■ DOCUMENT EXTRACT ■
Segment Open

The Framingham Offspring cohort study also left open the question of whether the source of IGFBP-2 originates in the central nervous system or from peripheral tissues. Furthermore, the trends identified in the study neither inform about an individual's specific risk nor provide cut-off diagnostic values. “In fact, the inter-group differences were not large,” Dr. de la Monte said. “This will be challenging in terms of detecting clear differences between Alzheimer's disease and controls.”
Before such research can be applicable to neurology practice, “it is quite likely that a group of markers will be needed to improve diagnostic accuracy and also to better define therapeutic strategies,” she said. “The study was about predicting cognitive decline rather than determining a particular level of IGFBP-2 that diagnostically marked Alzheimer's disease or another form of dementia.”
Adam L. Boxer, MD, PhD, endowed professor in memory and aging in the department of neurology at the University of California, San Francisco, said he found the study compelling. However, “the results need to be replicated in another cohort and compared with established biomarkers that are predictive of cognitive decline, such as cerebrospinal fluid and plasma Abeta and pTau, and ideally amyloid (and potentially tau) PET imaging to better understand their implications,” said Dr. Boxer, who also directs the Neurosciences Clinical Research Unit and the Alzheimer's Disease and Frontotemporal Degeneration Clinical Trials Program.
“While insulin growth factor signaling could potentially be a therapeutic target, there are many additional considerations both relevant to the current study and unrelated to the study that would need to be taken into consideration before gauging how promising a therapeutic target this might be,” Dr. Boxer said.
The authors acknowledged the study's limitations, including reliance on clinical criteria rather than biomarker-based data (such as CSF amyloid-beta-42 or amyloid PET) for dementia diagnosis and subtyping. They also pointed out that the Framingham Offspring cohort is mainly comprised of white people, which may restrict the generalizability of the findings to more diverse groups.
Nonetheless, a Framingham data-based study involving nearly 1,600 participants followed for almost 12 years is worthy of serious consideration for future research, said Jeffrey M. Burns, MD, MS, professor and neurocognitive division chief at the University of Kansas Medical Center in Kansas City, KS.
“Although it would be difficult to draw clinically relevant conclusions from this study alone, the research can be interpreted as part of a bigger picture that underscores the concept of targeting metabolic processes, which tend to be overlooked as a risk factor for cognitive decline,” said Dr. Burns, who is also co-director of the university's Alzheimer's Disease Center.
The study, he noted, is “another solid piece of evidence that insulin signaling and metabolism are areas that deserve more intense focus.”
The National Heart, Lung, and Blood Institute provided funding for the Framingham Heart Study. This research received support from the Alzheimer's Association Clinician Scientist Fellowship, grants from the National Institute on Aging, and grants from the National Institute of Neurological Disorders and Stroke.
Drs. McGrath and de la Monte had no disclosures. Dr. Boxer has served as a consultant for Abbvie, Alector, Amgen, Arkuda, Arvinas, Asceneuron, Ionis, Lundbeck, Novartis, Passage BIO, Samumed, Third Rock, Toyama and UCB. He also has received research support from Avid, Biogen, BMS, C2N, Cortice, Eli Lilly, Forum, Genentech, Janssen, Novartis, Pfizer, Roche and TauRx.

Segment Closed

■ WORK INSTRUCTIONS ■
Reproduce word for word the passage of the article on IGFBP-2 and cognitive decline between "The National Heart, Lung, and" and "Roche and TauRx.", inclusive.

■ ENTRIES SHOWN ■
Segment Open

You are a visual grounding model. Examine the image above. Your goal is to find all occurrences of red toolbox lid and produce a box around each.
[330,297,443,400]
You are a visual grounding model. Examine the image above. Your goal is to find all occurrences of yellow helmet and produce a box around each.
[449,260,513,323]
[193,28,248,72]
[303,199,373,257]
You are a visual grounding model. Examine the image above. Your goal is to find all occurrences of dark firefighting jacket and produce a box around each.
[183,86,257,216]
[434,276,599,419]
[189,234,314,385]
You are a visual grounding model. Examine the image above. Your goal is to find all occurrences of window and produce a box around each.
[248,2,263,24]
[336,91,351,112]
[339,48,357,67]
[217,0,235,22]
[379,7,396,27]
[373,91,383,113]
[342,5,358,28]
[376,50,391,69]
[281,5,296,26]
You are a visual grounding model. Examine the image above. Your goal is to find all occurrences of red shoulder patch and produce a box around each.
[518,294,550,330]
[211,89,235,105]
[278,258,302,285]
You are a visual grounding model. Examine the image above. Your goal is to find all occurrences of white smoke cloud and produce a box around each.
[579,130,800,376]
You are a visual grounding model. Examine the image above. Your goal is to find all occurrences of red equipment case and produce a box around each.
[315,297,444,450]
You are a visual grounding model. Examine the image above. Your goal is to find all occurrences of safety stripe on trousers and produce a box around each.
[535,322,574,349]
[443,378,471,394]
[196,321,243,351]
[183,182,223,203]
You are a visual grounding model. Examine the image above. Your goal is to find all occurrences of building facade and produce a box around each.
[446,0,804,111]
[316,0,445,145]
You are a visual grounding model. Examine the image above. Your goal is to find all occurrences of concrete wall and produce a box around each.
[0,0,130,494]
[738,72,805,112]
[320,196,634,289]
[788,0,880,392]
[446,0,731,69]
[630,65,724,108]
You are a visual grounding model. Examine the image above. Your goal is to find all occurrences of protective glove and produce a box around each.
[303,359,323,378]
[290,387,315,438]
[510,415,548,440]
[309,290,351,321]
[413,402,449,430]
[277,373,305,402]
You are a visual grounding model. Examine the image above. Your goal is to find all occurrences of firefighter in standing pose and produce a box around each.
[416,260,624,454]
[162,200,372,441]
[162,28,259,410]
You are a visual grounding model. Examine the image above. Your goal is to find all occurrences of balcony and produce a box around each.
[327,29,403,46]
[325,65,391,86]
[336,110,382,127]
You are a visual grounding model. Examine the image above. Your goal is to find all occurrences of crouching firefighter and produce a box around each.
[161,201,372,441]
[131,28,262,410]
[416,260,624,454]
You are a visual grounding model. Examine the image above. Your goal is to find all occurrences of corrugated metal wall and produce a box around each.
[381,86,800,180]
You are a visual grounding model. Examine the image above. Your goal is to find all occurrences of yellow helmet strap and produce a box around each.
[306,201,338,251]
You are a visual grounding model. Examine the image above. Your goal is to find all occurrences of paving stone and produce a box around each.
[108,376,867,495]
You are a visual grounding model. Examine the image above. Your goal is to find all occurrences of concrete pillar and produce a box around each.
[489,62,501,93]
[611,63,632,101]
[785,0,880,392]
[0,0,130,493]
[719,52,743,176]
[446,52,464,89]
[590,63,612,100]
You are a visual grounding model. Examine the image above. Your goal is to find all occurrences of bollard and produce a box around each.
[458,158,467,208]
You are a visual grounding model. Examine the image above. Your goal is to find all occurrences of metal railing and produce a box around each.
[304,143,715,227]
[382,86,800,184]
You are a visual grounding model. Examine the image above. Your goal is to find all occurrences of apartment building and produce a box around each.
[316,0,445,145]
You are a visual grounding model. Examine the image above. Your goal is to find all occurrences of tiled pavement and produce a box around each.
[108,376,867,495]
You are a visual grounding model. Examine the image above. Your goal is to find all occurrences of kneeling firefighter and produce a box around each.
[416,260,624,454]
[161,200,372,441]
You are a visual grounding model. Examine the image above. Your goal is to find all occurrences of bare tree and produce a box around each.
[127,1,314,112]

Segment Closed

■ SOLUTION BELOW ■
The National Heart, Lung, and Blood Institute provided funding for the Framingham Heart Study. This research received support from the Alzheimer's Association Clinician Scientist Fellowship, grants from the National Institute on Aging, and grants from the National Institute of Neurological Disorders and Stroke.
Drs. McGrath and de la Monte had no disclosures. Dr. Boxer has served as a consultant for Abbvie, Alector, Amgen, Arkuda, Arvinas, Asceneuron, Ionis, Lundbeck, Novartis, Passage BIO, Samumed, Third Rock, Toyama and UCB. He also has received research support from Avid, Biogen, BMS, C2N, Cortice, Eli Lilly, Forum, Genentech, Janssen, Novartis, Pfizer, Roche and TauRx.